Report each line of the records that contains the string "desk", copying those lines in full.

[Rows of bounding-box annotation data]
^^^^^^^^
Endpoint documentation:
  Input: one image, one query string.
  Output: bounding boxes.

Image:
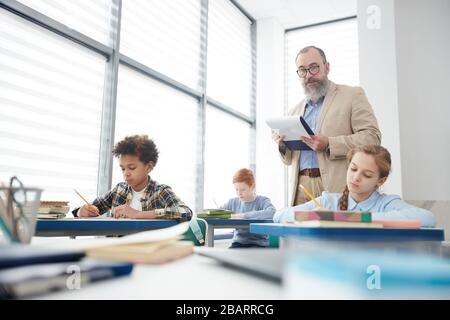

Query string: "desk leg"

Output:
[206,225,214,247]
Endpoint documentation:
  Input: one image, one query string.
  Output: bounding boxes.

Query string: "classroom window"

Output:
[120,0,201,89]
[0,10,106,208]
[113,66,199,207]
[207,0,254,115]
[285,18,359,109]
[18,0,116,45]
[204,106,251,208]
[0,0,256,215]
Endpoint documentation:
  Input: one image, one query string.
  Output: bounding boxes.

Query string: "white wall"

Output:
[358,0,450,235]
[358,0,402,195]
[358,0,450,200]
[256,18,285,208]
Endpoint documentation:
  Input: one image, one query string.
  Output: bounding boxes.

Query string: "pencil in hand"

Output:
[300,184,322,209]
[73,189,100,216]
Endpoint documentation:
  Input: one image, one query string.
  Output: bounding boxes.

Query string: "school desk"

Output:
[204,218,273,247]
[35,218,178,237]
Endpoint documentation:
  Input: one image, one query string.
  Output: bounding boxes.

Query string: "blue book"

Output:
[284,116,314,150]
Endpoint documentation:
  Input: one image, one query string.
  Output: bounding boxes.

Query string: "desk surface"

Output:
[37,250,283,300]
[203,218,273,228]
[250,223,444,241]
[36,218,178,237]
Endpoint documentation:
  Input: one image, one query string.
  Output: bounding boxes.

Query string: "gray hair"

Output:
^^^^^^^^
● Output for this exercise:
Query string: "desk leg"
Query string: "school desk"
Query string: "desk surface"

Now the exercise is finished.